## Material provided
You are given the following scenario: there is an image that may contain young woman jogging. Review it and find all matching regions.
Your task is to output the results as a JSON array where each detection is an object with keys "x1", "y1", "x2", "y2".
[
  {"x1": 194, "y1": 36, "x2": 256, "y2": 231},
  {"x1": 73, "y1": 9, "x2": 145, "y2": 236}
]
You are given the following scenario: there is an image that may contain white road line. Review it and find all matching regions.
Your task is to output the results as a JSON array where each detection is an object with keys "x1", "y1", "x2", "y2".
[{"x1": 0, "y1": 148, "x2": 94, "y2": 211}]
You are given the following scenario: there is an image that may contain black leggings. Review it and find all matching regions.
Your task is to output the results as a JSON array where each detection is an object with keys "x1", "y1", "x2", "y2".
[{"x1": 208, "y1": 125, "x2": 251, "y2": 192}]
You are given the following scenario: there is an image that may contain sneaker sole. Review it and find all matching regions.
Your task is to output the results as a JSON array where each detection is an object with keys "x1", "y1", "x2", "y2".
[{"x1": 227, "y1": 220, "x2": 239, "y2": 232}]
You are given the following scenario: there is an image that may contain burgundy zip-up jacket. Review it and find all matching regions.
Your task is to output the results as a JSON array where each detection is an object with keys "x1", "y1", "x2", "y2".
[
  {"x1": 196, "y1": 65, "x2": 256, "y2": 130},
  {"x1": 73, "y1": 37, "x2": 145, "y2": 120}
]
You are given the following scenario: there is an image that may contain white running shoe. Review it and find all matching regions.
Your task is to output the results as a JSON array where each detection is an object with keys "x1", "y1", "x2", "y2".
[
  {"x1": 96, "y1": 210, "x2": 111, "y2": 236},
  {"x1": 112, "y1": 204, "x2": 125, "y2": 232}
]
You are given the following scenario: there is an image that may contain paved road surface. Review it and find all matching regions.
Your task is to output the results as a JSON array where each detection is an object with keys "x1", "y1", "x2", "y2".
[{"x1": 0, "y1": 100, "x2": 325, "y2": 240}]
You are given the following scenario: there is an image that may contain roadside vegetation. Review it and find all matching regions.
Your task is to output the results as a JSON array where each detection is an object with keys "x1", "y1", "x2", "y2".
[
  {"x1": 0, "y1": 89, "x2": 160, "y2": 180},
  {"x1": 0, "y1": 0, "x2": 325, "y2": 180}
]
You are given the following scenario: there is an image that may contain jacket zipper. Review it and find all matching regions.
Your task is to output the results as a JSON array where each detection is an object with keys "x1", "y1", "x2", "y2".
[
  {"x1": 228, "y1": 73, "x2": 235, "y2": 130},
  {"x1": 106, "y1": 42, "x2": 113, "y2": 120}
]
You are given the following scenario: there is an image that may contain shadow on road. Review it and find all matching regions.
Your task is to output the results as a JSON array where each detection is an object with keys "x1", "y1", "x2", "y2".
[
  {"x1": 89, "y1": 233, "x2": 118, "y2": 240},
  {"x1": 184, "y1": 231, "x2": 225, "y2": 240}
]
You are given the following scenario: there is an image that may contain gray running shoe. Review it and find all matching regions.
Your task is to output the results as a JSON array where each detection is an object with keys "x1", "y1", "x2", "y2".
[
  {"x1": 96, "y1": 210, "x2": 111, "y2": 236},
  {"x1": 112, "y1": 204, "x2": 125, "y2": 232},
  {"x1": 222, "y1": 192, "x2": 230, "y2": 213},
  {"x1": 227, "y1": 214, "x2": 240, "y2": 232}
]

## Your goal
Transcribe the data without alteration, starting with the line that contains "may contain gray" and going on through the end of the data.

## Exercise answer
You are given the following scenario: there is an image that may contain gray running shoe. Review it and find all matching regions.
Your task is to output the results as a JSON array where each detection is an object with keys "x1", "y1", "x2", "y2".
[
  {"x1": 96, "y1": 210, "x2": 111, "y2": 236},
  {"x1": 112, "y1": 204, "x2": 125, "y2": 232},
  {"x1": 222, "y1": 192, "x2": 230, "y2": 213},
  {"x1": 227, "y1": 214, "x2": 240, "y2": 232}
]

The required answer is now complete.